After repeating the line containing "Phrase: window", stop; until then, repeat each line of the listing below exactly, starting with the first.

• **Raw data**
========================
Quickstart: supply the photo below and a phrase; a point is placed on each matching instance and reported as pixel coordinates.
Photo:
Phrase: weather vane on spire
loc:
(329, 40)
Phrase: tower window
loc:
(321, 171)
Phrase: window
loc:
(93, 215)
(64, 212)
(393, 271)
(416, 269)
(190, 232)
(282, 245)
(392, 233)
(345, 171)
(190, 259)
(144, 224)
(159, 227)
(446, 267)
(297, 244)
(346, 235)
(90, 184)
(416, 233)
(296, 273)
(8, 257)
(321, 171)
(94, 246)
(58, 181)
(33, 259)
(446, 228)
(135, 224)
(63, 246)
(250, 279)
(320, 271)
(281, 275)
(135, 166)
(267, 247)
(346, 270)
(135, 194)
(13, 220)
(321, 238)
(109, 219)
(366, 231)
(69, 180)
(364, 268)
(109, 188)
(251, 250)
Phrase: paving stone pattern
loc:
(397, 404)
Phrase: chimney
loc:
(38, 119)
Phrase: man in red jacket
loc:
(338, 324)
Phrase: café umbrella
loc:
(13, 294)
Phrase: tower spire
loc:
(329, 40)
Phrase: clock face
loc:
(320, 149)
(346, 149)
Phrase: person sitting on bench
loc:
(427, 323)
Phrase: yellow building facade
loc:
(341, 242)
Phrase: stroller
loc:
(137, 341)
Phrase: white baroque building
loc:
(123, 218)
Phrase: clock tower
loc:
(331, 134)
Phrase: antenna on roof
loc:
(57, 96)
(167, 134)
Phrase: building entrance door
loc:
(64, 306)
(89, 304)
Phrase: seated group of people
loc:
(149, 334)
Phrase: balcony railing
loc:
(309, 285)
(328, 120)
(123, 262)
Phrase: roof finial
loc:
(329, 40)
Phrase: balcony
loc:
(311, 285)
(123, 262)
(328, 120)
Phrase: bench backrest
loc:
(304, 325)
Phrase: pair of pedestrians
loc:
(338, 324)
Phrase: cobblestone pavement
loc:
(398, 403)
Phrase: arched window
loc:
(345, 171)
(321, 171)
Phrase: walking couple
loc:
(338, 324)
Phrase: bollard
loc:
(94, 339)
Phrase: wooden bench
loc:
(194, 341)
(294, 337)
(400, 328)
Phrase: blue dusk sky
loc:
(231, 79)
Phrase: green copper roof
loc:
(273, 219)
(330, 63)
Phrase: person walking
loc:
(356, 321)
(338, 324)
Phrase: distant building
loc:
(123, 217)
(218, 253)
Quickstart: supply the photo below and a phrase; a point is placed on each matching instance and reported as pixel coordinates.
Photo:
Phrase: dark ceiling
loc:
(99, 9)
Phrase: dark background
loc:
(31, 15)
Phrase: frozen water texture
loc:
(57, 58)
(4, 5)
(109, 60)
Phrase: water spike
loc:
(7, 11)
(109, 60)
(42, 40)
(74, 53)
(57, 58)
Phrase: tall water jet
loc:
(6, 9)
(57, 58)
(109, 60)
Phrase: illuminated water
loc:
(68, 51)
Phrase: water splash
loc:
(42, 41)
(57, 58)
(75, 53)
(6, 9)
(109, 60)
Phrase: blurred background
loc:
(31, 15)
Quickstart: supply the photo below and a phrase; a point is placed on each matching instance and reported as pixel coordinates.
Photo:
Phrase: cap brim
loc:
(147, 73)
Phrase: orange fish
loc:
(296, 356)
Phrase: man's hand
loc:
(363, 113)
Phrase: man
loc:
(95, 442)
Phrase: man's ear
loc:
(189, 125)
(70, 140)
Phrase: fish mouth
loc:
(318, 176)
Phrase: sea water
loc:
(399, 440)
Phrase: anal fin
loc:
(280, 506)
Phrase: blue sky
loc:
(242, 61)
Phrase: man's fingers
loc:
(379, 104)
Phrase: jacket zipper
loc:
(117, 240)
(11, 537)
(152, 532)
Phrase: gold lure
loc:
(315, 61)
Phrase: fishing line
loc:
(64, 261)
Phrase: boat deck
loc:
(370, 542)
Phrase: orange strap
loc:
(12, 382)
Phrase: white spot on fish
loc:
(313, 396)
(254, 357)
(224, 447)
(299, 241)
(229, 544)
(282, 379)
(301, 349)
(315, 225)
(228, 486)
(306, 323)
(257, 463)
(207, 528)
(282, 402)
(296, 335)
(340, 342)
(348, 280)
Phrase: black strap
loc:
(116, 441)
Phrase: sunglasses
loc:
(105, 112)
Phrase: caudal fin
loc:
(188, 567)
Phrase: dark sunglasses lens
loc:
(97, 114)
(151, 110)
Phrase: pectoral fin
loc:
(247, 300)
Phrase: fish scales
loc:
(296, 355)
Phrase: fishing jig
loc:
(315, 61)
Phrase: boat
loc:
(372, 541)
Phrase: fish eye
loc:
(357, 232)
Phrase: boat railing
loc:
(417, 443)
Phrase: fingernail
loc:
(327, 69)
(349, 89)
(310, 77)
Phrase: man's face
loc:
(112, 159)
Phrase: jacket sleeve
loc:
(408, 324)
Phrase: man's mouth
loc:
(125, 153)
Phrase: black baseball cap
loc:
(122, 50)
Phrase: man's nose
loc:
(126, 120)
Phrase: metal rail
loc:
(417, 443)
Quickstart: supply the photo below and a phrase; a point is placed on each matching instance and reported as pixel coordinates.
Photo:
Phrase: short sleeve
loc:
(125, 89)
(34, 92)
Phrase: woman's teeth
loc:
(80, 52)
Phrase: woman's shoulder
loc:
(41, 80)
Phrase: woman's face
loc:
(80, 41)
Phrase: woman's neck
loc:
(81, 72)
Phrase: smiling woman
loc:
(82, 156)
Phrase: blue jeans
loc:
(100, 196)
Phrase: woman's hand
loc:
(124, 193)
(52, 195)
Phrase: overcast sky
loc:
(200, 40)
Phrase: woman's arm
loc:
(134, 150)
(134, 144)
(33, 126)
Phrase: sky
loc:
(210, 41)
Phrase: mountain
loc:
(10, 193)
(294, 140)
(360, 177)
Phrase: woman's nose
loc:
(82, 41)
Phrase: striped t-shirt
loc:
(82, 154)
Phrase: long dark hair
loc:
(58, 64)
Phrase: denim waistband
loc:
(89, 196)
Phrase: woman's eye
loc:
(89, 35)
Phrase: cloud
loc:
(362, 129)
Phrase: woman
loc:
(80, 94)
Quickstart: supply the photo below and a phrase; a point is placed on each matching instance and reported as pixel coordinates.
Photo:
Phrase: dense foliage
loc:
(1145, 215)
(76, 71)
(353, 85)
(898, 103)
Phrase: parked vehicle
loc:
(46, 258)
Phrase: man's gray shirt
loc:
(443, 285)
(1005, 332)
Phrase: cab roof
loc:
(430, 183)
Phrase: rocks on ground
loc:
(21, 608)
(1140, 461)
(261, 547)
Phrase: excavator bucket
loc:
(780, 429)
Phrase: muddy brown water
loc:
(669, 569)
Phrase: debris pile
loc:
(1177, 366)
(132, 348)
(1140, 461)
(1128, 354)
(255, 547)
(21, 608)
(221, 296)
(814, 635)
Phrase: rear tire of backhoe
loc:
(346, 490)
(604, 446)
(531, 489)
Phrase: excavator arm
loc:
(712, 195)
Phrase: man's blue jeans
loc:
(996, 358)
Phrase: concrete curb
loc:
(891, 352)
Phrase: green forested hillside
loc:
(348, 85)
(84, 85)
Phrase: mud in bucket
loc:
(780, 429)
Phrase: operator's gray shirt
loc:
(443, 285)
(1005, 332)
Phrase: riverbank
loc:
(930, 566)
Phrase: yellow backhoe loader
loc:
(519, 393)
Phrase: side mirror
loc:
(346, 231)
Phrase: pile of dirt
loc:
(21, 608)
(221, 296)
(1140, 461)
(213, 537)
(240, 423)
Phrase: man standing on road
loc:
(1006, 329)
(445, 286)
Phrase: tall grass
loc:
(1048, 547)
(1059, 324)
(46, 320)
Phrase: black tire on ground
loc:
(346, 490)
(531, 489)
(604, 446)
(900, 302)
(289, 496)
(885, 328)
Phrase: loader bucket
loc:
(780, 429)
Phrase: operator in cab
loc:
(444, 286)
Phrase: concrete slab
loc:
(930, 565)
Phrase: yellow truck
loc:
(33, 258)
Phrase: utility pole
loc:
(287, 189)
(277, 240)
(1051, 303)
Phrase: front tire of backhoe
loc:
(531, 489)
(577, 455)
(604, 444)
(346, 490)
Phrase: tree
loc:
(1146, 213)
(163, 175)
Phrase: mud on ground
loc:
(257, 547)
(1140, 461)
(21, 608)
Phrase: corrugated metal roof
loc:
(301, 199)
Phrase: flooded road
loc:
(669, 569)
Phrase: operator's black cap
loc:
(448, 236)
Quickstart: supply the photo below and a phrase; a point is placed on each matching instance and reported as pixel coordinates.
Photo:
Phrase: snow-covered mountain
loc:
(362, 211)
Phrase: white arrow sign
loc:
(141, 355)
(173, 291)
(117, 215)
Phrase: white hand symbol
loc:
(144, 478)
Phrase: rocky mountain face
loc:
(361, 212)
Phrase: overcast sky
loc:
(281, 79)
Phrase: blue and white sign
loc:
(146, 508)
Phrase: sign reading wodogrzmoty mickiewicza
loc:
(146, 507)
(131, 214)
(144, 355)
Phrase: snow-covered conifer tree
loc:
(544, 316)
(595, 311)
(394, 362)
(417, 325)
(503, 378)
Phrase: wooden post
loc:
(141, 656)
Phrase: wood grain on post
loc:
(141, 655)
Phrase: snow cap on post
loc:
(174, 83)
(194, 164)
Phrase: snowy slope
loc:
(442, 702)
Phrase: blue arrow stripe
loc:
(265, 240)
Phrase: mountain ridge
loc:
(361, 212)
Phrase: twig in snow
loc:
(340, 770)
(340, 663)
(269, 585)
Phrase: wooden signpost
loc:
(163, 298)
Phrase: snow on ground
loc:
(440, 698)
========================
• **Finished task**
Quickstart: supply the photo below and a phrase; a point is placed on each matching instance and reported as pixel coordinates.
Photo:
Phrase: weather vane on spire
loc:
(329, 40)
Phrase: tower window
loc:
(321, 171)
Phrase: window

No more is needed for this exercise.